▶ Your objective
All lines from the one containing "Category: paved plaza" through the end of the data below are to be transcribed exactly. Leave out the rest.

▶ Exercise material
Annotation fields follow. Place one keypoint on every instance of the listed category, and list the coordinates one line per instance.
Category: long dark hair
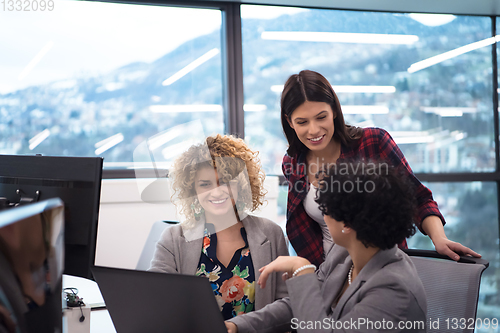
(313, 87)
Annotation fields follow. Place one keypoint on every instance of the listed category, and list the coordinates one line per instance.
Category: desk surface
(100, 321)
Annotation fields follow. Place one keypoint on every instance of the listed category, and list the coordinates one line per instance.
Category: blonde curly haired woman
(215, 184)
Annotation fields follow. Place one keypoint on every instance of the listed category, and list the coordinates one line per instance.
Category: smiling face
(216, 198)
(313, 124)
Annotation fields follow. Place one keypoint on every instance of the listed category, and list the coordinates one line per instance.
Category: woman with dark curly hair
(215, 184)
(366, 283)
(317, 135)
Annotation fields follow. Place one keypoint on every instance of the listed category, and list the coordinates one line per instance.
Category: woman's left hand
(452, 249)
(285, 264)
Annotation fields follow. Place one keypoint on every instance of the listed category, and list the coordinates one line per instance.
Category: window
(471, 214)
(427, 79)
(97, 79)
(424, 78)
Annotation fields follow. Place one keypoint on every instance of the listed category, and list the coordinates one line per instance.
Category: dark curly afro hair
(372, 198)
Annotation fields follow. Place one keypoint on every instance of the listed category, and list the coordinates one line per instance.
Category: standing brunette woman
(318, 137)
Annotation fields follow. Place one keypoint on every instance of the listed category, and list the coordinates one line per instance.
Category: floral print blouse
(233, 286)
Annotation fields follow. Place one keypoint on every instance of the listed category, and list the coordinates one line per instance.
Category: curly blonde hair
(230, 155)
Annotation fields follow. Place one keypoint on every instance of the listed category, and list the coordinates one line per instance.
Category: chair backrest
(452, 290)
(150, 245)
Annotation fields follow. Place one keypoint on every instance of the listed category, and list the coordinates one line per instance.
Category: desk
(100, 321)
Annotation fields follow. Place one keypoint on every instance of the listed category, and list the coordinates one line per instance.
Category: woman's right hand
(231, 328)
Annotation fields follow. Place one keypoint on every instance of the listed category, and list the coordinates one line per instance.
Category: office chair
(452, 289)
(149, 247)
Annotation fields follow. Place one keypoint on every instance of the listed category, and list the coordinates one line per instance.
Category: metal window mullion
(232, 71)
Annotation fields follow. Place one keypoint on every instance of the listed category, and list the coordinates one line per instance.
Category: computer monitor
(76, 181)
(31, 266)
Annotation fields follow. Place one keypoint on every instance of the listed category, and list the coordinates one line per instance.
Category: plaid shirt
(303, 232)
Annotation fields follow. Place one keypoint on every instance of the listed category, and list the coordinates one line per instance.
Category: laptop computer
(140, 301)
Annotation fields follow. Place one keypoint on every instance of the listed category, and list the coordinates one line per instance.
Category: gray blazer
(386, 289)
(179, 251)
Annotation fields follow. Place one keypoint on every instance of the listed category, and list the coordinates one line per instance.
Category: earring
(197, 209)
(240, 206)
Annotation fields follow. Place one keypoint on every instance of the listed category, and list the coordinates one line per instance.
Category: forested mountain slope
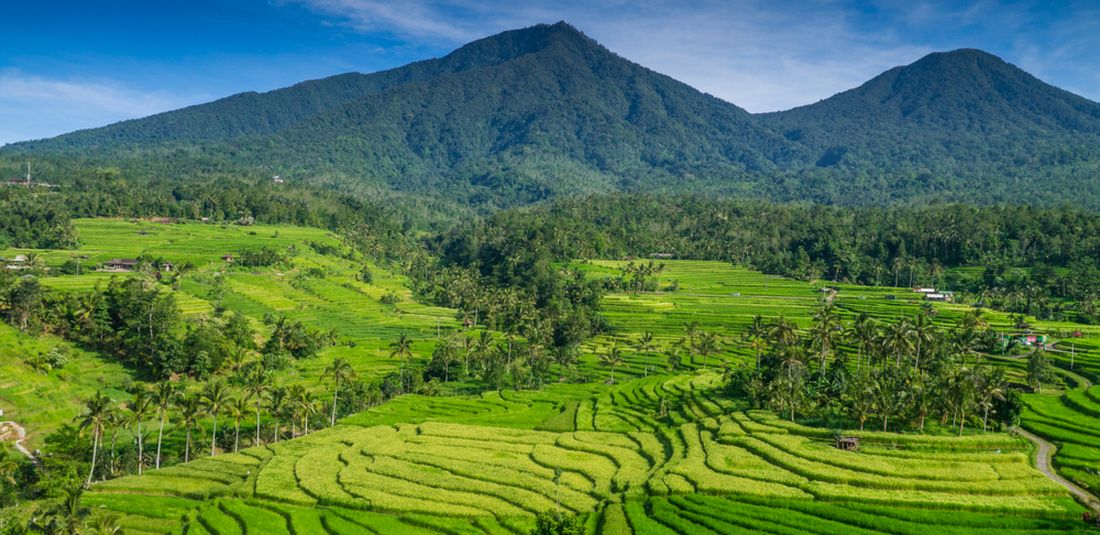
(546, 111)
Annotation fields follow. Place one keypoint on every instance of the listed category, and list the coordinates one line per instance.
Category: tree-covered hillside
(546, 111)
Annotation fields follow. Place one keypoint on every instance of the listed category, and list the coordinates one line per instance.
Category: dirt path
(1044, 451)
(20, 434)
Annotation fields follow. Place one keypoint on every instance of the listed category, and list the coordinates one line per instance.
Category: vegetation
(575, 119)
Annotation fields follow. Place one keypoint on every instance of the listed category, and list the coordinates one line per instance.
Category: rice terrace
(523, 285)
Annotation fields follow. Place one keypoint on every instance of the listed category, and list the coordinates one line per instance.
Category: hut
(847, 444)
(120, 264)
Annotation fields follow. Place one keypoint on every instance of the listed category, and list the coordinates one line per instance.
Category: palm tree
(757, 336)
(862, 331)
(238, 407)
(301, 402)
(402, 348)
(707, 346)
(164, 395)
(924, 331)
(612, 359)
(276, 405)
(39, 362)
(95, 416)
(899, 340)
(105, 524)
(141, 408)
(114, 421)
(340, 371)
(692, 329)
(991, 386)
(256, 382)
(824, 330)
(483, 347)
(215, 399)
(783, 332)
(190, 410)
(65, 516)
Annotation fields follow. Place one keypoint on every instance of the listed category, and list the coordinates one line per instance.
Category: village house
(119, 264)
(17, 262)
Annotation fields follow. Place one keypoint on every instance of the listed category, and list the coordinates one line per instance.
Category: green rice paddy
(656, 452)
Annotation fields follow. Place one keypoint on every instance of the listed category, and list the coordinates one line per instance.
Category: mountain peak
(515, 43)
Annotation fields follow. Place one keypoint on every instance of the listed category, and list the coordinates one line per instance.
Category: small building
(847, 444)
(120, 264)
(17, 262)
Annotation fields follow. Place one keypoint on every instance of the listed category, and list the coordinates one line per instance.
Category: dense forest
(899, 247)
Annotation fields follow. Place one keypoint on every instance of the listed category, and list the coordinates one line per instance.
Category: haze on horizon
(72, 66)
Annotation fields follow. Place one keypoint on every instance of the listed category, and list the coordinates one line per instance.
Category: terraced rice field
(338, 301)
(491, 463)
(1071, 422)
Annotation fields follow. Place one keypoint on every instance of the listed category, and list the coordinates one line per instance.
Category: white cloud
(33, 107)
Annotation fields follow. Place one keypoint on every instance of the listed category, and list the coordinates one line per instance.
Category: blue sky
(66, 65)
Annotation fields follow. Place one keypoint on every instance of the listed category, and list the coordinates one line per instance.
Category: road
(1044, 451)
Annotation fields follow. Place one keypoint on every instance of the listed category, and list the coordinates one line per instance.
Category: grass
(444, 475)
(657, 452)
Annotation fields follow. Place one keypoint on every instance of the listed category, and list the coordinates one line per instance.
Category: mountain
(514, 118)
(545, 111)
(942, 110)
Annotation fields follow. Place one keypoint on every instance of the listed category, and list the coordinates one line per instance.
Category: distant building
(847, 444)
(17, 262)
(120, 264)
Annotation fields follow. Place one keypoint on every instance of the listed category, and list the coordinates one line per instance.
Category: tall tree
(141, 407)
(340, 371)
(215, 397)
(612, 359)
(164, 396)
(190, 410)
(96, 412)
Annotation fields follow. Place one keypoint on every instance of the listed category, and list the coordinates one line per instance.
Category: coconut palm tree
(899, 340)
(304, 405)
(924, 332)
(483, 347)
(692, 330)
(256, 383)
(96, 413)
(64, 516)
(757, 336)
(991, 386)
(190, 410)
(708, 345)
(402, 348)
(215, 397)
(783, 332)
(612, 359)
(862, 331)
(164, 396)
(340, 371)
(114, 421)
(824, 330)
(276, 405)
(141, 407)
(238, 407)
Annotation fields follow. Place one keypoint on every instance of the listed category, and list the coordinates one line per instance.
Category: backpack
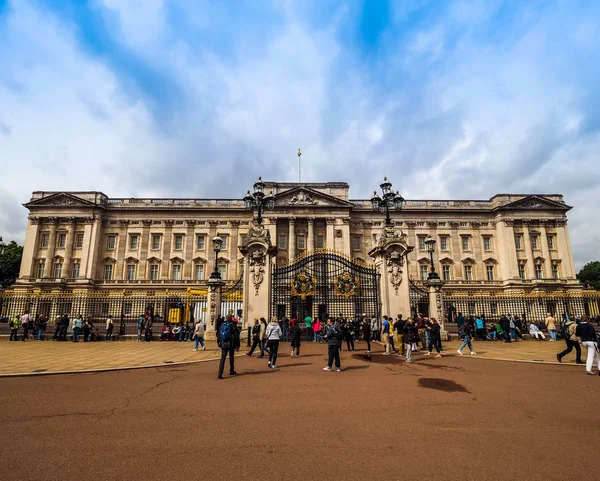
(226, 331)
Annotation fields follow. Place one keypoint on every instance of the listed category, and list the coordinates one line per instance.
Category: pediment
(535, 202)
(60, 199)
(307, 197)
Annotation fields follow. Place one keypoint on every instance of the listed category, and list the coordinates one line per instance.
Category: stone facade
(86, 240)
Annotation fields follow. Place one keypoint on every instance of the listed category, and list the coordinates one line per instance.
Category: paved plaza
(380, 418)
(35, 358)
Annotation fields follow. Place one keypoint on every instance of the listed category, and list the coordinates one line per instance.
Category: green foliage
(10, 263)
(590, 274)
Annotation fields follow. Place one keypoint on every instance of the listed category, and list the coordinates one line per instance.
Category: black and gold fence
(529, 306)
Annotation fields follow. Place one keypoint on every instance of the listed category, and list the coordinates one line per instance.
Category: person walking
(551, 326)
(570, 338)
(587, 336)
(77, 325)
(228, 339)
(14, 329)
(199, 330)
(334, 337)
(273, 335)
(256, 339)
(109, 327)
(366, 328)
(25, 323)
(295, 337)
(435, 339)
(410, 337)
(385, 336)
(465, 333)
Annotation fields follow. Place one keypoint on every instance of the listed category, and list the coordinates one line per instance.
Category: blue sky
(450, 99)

▶ Solution to the exercise
Category: paved plaza
(380, 418)
(35, 358)
Annotation fields follow. Place one keypoint on every instance of the listed category, and list the coordinates one line per instance.
Category: green foliage
(10, 263)
(590, 274)
Annotation fields follow. Place one keypoint on every instance of the listed category, and list the coordinates one line per instance.
Category: black and gold fence
(529, 306)
Annotation fields follow. Place one keypoint on every instance of the listed category, and list the coordinates one line per instance.
Category: person walking
(551, 326)
(570, 338)
(587, 336)
(77, 325)
(228, 339)
(14, 329)
(199, 330)
(334, 337)
(273, 335)
(256, 339)
(109, 327)
(366, 328)
(25, 323)
(295, 337)
(435, 339)
(410, 337)
(385, 336)
(465, 333)
Annotation fields follow. Place one keypoint on every instance of the listed category, and list the coordinates one line per instance.
Category: blue sky
(450, 99)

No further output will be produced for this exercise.